*** Opening of Data provided ***

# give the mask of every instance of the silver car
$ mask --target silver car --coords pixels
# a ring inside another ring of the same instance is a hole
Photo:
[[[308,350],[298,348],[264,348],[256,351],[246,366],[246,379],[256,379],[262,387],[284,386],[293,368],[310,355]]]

*** Close of Data provided ***
*** Opening of Data provided ***

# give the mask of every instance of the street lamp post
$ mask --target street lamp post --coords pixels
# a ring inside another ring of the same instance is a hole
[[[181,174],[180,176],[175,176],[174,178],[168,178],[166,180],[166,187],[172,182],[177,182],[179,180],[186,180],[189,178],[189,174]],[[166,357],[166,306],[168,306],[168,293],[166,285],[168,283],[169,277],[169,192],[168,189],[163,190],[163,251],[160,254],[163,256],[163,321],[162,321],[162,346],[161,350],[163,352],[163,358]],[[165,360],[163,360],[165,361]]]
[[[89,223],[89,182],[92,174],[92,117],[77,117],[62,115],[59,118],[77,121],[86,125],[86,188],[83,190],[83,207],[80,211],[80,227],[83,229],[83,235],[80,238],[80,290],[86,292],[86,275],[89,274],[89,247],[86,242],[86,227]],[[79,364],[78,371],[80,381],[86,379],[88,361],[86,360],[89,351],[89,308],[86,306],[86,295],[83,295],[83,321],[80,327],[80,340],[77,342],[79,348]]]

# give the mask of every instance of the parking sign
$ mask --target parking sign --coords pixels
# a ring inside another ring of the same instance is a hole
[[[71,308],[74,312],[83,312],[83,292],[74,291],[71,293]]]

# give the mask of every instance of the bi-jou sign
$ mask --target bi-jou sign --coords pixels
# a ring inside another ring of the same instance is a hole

*** Close of Data provided ***

* Exercise description
For the string "street", go through the entries above and copy each line where it occurs.

* Task answer
# give the mask of every instance of the street lamp post
$ mask --target street lamp post --coords pixels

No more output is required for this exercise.